- _Required work_: The required answer is an exact copy of every entry underneath.

- _Task material_:
((
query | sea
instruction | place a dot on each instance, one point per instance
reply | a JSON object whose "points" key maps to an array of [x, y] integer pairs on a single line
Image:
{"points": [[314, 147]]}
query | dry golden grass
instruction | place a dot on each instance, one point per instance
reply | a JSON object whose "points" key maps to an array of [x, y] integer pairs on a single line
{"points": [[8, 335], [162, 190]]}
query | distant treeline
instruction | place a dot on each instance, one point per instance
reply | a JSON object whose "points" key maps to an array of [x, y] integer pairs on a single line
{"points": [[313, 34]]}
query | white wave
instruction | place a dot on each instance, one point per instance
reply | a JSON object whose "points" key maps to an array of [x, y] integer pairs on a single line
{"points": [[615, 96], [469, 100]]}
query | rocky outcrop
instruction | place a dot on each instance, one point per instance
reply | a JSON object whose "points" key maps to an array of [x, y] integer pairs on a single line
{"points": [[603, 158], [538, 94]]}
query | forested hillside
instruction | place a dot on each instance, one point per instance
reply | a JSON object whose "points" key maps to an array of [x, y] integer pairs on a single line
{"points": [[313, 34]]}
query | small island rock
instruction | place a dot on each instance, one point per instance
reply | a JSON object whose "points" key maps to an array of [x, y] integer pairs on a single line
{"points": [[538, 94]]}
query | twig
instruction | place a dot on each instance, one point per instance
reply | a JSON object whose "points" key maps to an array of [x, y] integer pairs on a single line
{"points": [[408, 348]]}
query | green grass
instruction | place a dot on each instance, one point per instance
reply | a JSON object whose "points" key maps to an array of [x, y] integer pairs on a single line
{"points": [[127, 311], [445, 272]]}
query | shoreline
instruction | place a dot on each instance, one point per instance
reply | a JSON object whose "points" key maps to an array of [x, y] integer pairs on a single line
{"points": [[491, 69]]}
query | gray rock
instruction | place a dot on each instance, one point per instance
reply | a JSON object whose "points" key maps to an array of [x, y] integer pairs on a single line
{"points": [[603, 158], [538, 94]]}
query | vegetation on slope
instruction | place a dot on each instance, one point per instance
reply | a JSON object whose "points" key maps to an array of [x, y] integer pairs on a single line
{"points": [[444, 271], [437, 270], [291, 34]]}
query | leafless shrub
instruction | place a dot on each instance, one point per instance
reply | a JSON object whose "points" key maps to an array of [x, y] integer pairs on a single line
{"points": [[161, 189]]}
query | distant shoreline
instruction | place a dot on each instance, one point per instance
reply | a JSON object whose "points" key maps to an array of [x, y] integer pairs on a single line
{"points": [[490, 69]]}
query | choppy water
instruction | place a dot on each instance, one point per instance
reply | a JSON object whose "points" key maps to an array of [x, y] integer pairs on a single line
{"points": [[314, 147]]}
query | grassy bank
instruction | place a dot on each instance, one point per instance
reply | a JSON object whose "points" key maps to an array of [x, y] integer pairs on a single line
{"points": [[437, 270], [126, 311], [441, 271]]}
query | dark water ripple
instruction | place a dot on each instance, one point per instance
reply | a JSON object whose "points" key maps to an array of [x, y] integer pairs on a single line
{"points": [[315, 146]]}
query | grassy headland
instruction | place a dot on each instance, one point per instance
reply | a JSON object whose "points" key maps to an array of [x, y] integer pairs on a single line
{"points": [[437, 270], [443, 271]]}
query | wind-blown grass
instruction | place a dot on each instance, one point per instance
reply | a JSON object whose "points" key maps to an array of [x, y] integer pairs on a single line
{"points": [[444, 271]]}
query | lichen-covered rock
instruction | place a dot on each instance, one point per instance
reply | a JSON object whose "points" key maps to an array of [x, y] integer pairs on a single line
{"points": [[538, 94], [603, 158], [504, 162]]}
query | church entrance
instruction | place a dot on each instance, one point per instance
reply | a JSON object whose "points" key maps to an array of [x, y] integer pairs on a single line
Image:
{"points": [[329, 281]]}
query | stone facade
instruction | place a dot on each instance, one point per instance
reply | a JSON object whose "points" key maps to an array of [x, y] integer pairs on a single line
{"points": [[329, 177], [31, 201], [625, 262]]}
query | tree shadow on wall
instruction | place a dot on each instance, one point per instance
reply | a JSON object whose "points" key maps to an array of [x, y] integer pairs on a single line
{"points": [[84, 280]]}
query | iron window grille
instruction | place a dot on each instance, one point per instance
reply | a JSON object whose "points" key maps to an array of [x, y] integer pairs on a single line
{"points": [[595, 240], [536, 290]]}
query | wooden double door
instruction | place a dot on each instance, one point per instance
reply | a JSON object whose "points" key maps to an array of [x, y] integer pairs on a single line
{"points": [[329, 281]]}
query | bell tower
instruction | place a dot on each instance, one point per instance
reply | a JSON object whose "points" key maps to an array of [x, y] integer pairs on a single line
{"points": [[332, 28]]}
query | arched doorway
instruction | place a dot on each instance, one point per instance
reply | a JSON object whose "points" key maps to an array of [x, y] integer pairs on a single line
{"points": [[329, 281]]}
))
- _Response for this exercise_:
query | sea
instruction | place a dot on each instance, one point per instance
reply | a JSON object whose "points" key maps to an array of [x, y] integer pairs on a single line
Image:
{"points": [[314, 147]]}
query | dry golden grass
instruction | place a dot on each instance, one point per instance
reply | a JSON object whose "points" key maps to an array of [x, y] integer pairs on a single line
{"points": [[8, 335], [162, 190]]}
query | distant treeline
instruction | place a dot on each instance, one point per instance
reply | a JSON object whose "points" key maps to an array of [x, y] integer pairs on a single line
{"points": [[313, 34]]}
query | white wave
instruction | place a dot on each instance, one point per instance
reply | a JSON object whose "points" key maps to an array of [x, y] integer pairs on a single line
{"points": [[615, 96], [469, 100]]}
query | rocky outcrop
instruction | place a dot on each instance, one point per instance
reply | a JSON object whose "points" key maps to an array of [x, y] integer pairs on a single line
{"points": [[603, 158], [538, 94]]}
query | forested hillside
instruction | place a dot on each instance, one point per instance
reply | a JSON object whose "points" key maps to an array of [x, y] integer pairs on a single line
{"points": [[313, 34]]}
query | small island rock
instruction | place a dot on each instance, one point per instance
reply | a JSON object whose "points" key maps to an array of [x, y] integer pairs on a single line
{"points": [[538, 94]]}
query | twig
instruction | place a dot on each instance, one point per instance
reply | a JSON object whose "points" key maps to an array of [x, y] integer pairs on a single line
{"points": [[408, 348]]}
query | green grass
instruction | place a dot on each instance, one point per instance
reply | a JSON object whose "points" key maps to an array of [x, y] integer pairs on a single line
{"points": [[127, 311], [445, 272]]}
query | shoreline
instruction | place a dot on each instance, one point per instance
reply | a JSON object whose "points" key maps to an array of [x, y] integer pairs on a single line
{"points": [[491, 69]]}
query | gray rock
instruction | place a dot on each instance, one point per instance
reply | a JSON object whose "points" key maps to an array of [x, y] integer pairs on a single line
{"points": [[603, 158], [538, 94]]}
query | vegetation on slope
instruction | place a dot on each instance, one point per instance
reply | a JSON object whose "points" key maps to an array of [x, y] integer pairs on a single line
{"points": [[444, 271], [437, 270], [291, 34]]}
query | leafless shrub
instruction | place a dot on each instance, one point per instance
reply | a JSON object whose "points" key maps to an array of [x, y] integer pairs on a single line
{"points": [[161, 189]]}
query | distant shoreline
instruction | place a dot on each instance, one point per instance
reply | a JSON object whose "points" key maps to an array of [x, y] integer pairs on a single line
{"points": [[490, 69]]}
query | choppy water
instruction | place a dot on each instance, one point per instance
reply | a JSON object whose "points" key maps to an array of [x, y] integer pairs on a single line
{"points": [[314, 147]]}
query | grassy bank
instruction | place a dot on each instance, one point per instance
reply | a JSON object whose "points" key maps to an array of [x, y] integer pairs on a single line
{"points": [[437, 270], [126, 311], [441, 271]]}
query | dark water ripple
instruction | place a dot on each instance, one point per instance
reply | a JSON object whose "points" key maps to an array of [x, y] integer pairs on a single line
{"points": [[315, 146]]}
query | grassy headland
instruction | place a dot on each instance, one point per instance
reply | a JSON object whose "points" key maps to an array of [x, y] integer pairs on a single line
{"points": [[437, 270], [443, 271]]}
query | wind-blown grass
instruction | place a dot on each instance, one point per instance
reply | a JSON object whose "points" key maps to an array of [x, y] integer pairs on a single line
{"points": [[444, 271]]}
query | lichen-covered rock
instruction | place a dot on each instance, one point per instance
reply | a JSON object whose "points" key maps to an array of [x, y] integer pairs on a single line
{"points": [[538, 94], [603, 158], [504, 162]]}
query | church entrance
instruction | place a dot on each instance, one point per instance
reply | a JSON object whose "points" key maps to an array of [x, y] integer pairs on a single line
Image:
{"points": [[329, 281]]}
query | stone facade
instruction | place a dot on each instance, one point per instance
reply | a JSON object whose "points" key maps to an array of [x, y] integer pairs on a single line
{"points": [[329, 177], [31, 201], [625, 262]]}
query | tree shadow on wall
instruction | place a dot on each instance, one point per instance
reply | a JSON object whose "points" key maps to an array of [x, y] integer pairs on a single line
{"points": [[84, 280]]}
query | iron window grille
instruction | place a dot on each instance, one point per instance
reply | a JSON object whose "points" key maps to an array of [x, y] integer pairs on a single line
{"points": [[595, 240], [536, 290]]}
query | wooden double door
instruction | place a dot on each instance, one point per instance
reply | a JSON object whose "points" key maps to an array of [x, y] integer pairs on a single line
{"points": [[329, 281]]}
query | bell tower
instruction | place a dot on each instance, one point per instance
reply | a JSON object whose "points" key maps to an array of [x, y] integer pairs on a single line
{"points": [[332, 28]]}
query | arched doorway
instruction | place a dot on each instance, one point per instance
reply | a JSON object whose "points" key maps to an array of [x, y] integer pairs on a single line
{"points": [[329, 281]]}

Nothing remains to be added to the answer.